**DO THIS**
Can you write out the stretch from the line containing "617, row 115." through the line containing "column 201, row 555", swapping "wooden deck" for "timber deck" and leaving everything else unchanged?

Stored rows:
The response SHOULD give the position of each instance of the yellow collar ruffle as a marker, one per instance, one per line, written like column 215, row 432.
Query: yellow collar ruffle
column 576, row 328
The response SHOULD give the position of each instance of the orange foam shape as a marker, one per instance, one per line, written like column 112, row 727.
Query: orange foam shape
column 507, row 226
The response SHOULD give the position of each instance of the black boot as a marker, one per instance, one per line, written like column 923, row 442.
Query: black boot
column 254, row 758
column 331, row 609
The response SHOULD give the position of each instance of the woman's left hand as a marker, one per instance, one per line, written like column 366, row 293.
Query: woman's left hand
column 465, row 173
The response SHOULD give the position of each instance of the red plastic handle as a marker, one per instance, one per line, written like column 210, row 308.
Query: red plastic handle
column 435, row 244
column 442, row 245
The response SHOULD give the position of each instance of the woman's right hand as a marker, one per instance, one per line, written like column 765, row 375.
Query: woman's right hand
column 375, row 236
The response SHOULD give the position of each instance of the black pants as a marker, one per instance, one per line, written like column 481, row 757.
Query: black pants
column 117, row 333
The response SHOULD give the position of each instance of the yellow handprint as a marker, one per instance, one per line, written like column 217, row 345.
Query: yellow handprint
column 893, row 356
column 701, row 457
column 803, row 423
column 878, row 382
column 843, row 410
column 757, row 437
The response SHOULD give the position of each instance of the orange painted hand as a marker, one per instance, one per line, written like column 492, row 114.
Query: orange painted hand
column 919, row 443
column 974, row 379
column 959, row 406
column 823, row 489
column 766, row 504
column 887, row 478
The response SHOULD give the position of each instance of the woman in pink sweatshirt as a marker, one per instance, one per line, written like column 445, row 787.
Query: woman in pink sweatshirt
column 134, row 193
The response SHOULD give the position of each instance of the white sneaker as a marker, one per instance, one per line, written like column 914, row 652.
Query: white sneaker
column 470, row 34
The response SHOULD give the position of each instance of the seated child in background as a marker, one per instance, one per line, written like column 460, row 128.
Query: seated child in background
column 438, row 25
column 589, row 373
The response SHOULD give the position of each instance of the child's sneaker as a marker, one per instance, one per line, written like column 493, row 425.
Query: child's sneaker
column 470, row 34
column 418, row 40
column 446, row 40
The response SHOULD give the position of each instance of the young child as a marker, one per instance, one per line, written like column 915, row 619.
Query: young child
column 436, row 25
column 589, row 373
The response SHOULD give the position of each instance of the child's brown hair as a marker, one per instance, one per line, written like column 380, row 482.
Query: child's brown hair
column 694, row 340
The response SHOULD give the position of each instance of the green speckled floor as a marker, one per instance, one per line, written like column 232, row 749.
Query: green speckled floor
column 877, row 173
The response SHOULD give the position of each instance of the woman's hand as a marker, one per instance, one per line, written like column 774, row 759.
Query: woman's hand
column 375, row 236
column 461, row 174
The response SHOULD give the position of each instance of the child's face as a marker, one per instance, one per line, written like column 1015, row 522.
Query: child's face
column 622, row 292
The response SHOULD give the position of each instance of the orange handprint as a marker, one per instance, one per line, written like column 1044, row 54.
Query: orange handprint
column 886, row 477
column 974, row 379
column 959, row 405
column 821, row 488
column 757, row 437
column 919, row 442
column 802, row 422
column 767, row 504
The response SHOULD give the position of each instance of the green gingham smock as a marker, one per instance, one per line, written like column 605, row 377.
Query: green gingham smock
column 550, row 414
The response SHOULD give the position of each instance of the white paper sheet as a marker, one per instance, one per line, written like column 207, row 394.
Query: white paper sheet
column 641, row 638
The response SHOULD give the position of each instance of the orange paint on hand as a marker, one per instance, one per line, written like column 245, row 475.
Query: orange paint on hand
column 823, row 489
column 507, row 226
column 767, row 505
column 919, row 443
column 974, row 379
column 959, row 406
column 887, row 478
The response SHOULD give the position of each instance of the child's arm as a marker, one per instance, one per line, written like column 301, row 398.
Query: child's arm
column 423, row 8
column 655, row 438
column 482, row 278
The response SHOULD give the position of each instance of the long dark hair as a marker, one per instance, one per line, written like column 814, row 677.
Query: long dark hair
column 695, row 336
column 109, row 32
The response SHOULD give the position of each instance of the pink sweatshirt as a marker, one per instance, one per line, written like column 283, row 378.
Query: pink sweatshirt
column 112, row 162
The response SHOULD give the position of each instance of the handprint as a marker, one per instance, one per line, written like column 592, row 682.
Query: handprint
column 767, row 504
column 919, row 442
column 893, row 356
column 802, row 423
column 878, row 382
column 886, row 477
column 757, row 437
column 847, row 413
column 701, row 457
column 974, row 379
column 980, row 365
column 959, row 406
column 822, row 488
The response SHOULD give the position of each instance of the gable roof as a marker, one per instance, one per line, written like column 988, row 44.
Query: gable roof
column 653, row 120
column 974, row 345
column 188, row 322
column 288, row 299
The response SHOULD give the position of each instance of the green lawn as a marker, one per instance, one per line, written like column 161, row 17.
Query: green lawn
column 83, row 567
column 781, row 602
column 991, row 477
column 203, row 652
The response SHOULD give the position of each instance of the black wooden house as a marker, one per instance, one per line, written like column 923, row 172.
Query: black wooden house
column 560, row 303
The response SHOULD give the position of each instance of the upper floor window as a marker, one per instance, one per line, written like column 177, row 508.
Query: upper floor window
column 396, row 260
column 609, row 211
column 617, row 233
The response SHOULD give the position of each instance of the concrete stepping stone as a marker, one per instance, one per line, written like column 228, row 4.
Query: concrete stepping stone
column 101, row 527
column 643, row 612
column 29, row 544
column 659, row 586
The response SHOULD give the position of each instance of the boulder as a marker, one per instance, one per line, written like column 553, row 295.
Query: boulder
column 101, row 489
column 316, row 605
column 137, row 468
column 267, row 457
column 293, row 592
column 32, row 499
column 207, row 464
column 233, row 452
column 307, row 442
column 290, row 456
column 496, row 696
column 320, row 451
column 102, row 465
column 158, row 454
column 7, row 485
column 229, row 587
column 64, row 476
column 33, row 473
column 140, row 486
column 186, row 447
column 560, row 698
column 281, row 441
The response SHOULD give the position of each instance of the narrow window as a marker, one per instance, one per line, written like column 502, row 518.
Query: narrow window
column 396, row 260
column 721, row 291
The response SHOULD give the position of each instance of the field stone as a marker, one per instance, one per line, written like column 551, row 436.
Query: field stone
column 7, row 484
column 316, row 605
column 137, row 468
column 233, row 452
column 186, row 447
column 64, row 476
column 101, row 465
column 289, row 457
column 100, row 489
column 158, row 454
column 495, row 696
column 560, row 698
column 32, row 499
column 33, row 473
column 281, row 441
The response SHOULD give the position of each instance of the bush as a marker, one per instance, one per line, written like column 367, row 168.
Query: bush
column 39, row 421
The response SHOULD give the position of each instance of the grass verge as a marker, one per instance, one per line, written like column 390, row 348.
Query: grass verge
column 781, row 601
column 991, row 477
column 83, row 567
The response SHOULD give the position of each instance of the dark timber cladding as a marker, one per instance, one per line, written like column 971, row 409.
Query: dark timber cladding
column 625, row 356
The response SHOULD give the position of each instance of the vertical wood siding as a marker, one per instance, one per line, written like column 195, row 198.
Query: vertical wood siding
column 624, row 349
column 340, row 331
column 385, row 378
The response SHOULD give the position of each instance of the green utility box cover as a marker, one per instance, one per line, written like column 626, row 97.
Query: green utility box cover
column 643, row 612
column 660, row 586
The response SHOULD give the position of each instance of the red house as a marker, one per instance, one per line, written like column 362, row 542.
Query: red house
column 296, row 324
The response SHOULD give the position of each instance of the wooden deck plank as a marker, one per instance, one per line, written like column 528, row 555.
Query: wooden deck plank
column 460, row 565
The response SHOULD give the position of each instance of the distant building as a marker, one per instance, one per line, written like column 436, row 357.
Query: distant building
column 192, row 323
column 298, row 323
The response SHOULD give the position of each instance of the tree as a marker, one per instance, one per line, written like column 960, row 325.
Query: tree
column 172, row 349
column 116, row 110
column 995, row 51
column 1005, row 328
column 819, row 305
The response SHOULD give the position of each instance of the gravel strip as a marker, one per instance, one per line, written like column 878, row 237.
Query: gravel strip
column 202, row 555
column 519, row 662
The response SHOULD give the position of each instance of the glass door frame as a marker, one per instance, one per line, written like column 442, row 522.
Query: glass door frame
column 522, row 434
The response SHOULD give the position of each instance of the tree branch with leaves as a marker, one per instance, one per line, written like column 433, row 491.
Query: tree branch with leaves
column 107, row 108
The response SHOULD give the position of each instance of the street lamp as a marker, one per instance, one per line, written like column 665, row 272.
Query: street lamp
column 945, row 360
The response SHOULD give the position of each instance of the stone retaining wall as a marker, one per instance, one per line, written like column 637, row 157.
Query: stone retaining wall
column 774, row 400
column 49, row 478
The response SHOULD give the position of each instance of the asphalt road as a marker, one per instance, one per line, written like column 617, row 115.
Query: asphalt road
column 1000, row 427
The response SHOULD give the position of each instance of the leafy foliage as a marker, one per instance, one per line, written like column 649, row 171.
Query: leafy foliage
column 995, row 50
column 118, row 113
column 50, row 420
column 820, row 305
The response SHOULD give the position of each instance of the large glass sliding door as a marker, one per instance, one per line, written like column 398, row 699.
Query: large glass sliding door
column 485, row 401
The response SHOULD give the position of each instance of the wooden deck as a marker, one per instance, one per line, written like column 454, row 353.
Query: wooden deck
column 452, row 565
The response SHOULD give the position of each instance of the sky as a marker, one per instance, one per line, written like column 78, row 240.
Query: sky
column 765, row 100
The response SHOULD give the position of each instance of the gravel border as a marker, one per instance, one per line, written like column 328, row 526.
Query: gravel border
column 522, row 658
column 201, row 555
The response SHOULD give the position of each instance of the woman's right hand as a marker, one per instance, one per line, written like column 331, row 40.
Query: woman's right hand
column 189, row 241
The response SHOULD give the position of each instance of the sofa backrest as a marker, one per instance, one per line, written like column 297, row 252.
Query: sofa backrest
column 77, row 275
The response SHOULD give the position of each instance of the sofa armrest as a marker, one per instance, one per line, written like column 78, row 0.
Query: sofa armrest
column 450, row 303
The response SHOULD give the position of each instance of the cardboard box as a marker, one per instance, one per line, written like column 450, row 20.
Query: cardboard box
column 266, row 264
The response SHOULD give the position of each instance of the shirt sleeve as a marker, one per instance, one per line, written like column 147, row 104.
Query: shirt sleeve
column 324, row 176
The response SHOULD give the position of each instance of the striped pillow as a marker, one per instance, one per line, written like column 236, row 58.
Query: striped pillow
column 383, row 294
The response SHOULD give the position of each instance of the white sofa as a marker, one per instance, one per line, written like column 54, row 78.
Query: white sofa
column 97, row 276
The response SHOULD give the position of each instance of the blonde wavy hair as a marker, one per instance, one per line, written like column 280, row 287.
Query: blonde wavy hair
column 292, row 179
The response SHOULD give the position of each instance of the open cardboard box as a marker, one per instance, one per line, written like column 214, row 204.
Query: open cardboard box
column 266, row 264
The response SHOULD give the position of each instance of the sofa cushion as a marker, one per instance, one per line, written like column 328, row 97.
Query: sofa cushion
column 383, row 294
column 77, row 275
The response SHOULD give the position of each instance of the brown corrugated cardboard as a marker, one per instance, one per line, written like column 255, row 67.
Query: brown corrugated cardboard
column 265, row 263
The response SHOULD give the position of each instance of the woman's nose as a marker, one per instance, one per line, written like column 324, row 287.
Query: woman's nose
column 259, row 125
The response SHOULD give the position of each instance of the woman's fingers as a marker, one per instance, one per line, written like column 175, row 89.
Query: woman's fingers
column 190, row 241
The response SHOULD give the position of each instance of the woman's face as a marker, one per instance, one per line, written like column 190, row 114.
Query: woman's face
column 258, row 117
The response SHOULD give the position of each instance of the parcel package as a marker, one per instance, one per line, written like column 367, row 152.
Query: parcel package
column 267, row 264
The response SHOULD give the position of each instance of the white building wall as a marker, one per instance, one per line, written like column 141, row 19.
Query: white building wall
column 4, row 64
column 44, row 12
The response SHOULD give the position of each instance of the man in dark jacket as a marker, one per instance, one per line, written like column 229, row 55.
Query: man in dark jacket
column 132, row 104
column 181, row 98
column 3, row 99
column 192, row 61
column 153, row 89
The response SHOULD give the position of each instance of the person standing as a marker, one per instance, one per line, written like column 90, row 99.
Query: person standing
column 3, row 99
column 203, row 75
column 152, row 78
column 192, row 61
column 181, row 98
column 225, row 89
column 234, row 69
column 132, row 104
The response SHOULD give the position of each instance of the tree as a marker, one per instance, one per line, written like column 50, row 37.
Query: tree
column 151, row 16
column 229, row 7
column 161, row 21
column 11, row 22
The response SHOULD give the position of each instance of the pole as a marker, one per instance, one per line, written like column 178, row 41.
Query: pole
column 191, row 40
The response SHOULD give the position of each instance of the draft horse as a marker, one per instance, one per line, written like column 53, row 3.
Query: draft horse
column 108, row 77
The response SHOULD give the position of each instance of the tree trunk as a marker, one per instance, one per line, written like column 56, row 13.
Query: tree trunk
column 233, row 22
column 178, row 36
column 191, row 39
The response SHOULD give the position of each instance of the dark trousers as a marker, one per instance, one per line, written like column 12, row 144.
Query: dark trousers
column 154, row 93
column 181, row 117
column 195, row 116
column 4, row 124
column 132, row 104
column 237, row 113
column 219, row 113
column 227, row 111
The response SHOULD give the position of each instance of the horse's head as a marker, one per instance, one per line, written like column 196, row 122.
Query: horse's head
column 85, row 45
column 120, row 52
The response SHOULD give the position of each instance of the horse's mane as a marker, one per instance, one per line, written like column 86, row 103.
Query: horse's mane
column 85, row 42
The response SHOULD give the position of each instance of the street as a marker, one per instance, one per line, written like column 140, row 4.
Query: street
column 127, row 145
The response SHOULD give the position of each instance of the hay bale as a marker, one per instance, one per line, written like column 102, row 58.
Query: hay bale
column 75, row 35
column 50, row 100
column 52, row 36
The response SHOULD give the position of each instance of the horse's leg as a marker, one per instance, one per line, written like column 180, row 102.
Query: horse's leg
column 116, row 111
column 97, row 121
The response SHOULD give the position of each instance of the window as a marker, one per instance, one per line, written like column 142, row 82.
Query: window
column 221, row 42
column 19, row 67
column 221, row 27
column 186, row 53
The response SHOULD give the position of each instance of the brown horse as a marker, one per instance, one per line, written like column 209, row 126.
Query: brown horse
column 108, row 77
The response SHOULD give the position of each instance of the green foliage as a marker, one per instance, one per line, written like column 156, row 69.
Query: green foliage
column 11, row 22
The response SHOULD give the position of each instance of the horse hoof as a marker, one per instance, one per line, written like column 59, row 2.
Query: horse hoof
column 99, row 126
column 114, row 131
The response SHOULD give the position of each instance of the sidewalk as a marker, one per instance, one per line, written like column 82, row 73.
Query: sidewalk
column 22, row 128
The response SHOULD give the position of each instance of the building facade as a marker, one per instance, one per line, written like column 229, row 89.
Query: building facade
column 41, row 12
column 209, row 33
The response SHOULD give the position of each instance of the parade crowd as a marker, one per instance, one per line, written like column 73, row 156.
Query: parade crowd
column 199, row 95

**FULL RESPONSE**
The response SHOULD give the position of each instance of the asphalt road as a marker, one per instance, one per line, written like column 617, row 115.
Query: asphalt road
column 1000, row 427
The response SHOULD give the position of each instance of the leafy foliage as a marker, one per instance, one per line, written like column 649, row 171.
Query: leafy foliage
column 995, row 50
column 118, row 113
column 50, row 420
column 820, row 305
The response SHOULD give the position of each instance of the large glass sliding door as a marker, one per instance, one per line, written like column 398, row 699.
Query: large glass sliding door
column 485, row 401
The response SHOULD give the position of each instance of the timber deck as a marker, one per instance, one per line, written like column 454, row 353.
Query: timber deck
column 452, row 565
The response SHOULD give the position of each instance of the sky as a marker, one per instance, one per line, written like column 78, row 240.
Query: sky
column 765, row 100
The response SHOULD give the position of each instance of the gravel border as a marker, one per instance, one per line, written like column 328, row 526.
Query: gravel border
column 522, row 658
column 201, row 555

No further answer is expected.